TEXT SECTION:
++++++++++

Epitaxial thin film discovery could be promising

Researchers discover phenomenon in epitaxial thin film materials

A team of researchers from the Oak Ridge National Laboratory in the U.S. have discovered a phenomenon in cobaltites that has eluded the scientific community for decades. This discovery could lead to new advances in fuel cell technology as well as a vast number of energy-related materials. The team, led by Ho Nyung Lee, believes that the discovery holds particular promise for hydrogen energy systems, which have long been plagued with inefficiencies. The discovery may put some of the skepticism surrounding fuel cells to rest.

Discovery of phenomenon may change conventional wisdom

The discovery relates to a strain relaxation phenomenon in cobaltites that has long been the subject of speculation but has proven difficult to observe directly. Conventional wisdom suggests that defects must exist in epitaxial thin films in order for such materials to be stable while in the process of being formed. Researchers have now found that some materials, such as cobaltite, can form atomic structures capable of changing their magnetic polarity, thus adapting to the strain associated with forming epitaxial thin films and allowing for such materials to be created without defects.

Epitaxial thin film used in the energy sector

Epitaxial thin films are common in the world of energy and are most often used in semiconductor fabrication. These films are grown using a crystal layer from one material and supplanting it over another. Though the process sounds simple enough, it has presented a challenge to researchers over the past few decades. Finding a way to coherently and efficiently grow epitaxial thin films is considered a major advancement in the realm of energy.

New discovery may lead to the development of more powerful fuel cells

For fuel cells, the epitaxial thin film could hold vast potential. Because the material is often used in nanotechnology, such as carbon nanotubes, it may help unlock a new era of discovery in terms of efficient hydrogen fuel storage and production. It may also help researchers develop more affordable fuel cells that do not require the use of platinum in order to produce energy.

++++++++++

ENTRIES PROVIDED:

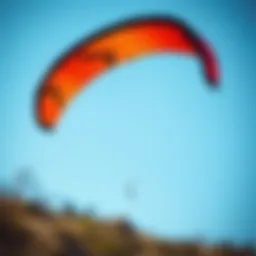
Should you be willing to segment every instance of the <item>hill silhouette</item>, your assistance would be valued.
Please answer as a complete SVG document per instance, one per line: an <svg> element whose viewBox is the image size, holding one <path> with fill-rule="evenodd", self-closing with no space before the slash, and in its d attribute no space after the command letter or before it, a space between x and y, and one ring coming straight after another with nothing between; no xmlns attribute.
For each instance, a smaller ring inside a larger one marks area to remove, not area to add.
<svg viewBox="0 0 256 256"><path fill-rule="evenodd" d="M251 247L172 242L136 231L125 220L75 211L53 212L42 203L0 199L2 256L253 256Z"/></svg>

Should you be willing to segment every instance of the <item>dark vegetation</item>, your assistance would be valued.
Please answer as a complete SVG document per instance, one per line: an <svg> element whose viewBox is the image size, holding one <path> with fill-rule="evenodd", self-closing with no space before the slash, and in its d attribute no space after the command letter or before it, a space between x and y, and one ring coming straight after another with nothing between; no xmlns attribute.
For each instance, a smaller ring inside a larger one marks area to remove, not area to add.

++++++++++

REQUIRED ACTION A:
Rewrite the article on epitaxial thin films between "Epitaxial thin films are" and "realm of energy.", inclusive, with "chip manufacturing" in place of "semiconductor fabrication".
REQUIRED ACTION B:
According to the article on epitaxial thin films, who led the research team?
Answer from the article on epitaxial thin films alone.

WORKED SOLUTION A:
Epitaxial thin films are common in the world of energy and are most often used in chip manufacturing. These films are grown using a crystal layer from one material and supplanting it over another. Though the process sounds simple enough, it has presented a challenge to researchers over the past few decades. Finding a way to coherently and efficiently grow epitaxial thin films is considered a major advancement in the realm of energy.

WORKED SOLUTION B:
Ho Nyung Lee